▸ Directions
A - Decide whether each statement below agrees with the HPC testing workshop page. Answer yes or no for each, and quote the deciding words of the page.
(i) The workshop takes place at the Pawsey Supercomputing Research Centre in Western Australia.
(ii) The workshop lasts a single day.
(iii) According to the page, HPC centers and vendors evaluate their systems only during installation and acceptance.
B - Transcribe the part of the HPC testing workshop page starting with "- Where: Pawsey" and going on through "from the participants.", word for word.
C - Write the next section of the HPC testing workshop page, picking up after its last sentence.

▸ Passage provided
-------

2024 HPCTESTATHON
HPC System Testing Workshop (with hands-on)
Details
- When: 3-4 May, 2024, held in conjunction with CUG 2024.
- Where: Pawsey Supercomputing Research Centre, 1 Bryce Avenue, Kensington 6151, Western Australia
Description
This workshop brings together HPC experts and vendors from around the globe to share state-of-the-art HPC system testing methodologies, tools, benchmarks, tests, procedures, and best practices. The increasing complexity of HPC architectures requires a larger number of tests in order to thoroughly evaluate the status of the system after its installation or before a software upgrade is applied to production systems. Therefore, HPC centers and vendors use different methodologies to evaluate their systems during its lifetime, not only at the beginning during the installation and acceptance time, but also regularly during maintenance windows.
Goal
The overall goal of this event is to establish a common and open HPC system test suite based on recommendations from the participants.

-------

▸ Provided information
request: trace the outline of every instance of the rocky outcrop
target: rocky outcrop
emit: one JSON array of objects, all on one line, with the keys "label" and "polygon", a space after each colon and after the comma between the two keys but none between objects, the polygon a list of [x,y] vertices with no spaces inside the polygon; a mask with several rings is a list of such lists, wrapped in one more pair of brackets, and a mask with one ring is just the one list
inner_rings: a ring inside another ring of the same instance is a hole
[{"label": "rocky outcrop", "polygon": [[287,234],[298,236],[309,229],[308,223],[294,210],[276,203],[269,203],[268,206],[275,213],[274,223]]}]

-------

▸ Responses in order
A -
(i) Yes: "Where: Pawsey Supercomputing Research Centre, 1 Bryce Avenue, Kensington 6151, Western Australia"
(ii) No: "When: 3-4 May, 2024"
(iii) No: "not only at the beginning during the installation and acceptance time, but also regularly during maintenance windows"

B -
- Where: Pawsey Supercomputing Research Centre, 1 Bryce Avenue, Kensington 6151, Western Australia
Description
This workshop brings together HPC experts and vendors from around the globe to share state-of-the-art HPC system testing methodologies, tools, benchmarks, tests, procedures, and best practices. The increasing complexity of HPC architectures requires a larger number of tests in order to thoroughly evaluate the status of the system after its installation or before a software upgrade is applied to production systems. Therefore, HPC centers and vendors use different methodologies to evaluate their systems during its lifetime, not only at the beginning during the installation and acceptance time, but also regularly during maintenance windows.
Goal
The overall goal of this event is to establish a common and open HPC system test suite based on recommendations from the participants.

C -
Focus
The focus of the event will be on hands-on experience with open source tests shared by supercomputing sites (more information in “Data and code sharing” section below). Access to Pawsey’s Setonix supercomputer will be made available for the participants to experiment with various tests to review their scope, usefullness and readiness for including in the HPC test suite.
Workshop will be focusing on:
- Basic scheduler and programming environment tests,
- Node health tests,
- Application-based regression tests,
- Various isolated system components tests, including interconnect, filesystem, memory, CPUs and GPUs.
Program (tentative)
Note: each talk is 10+5min (10min presentation, 5min Q&A)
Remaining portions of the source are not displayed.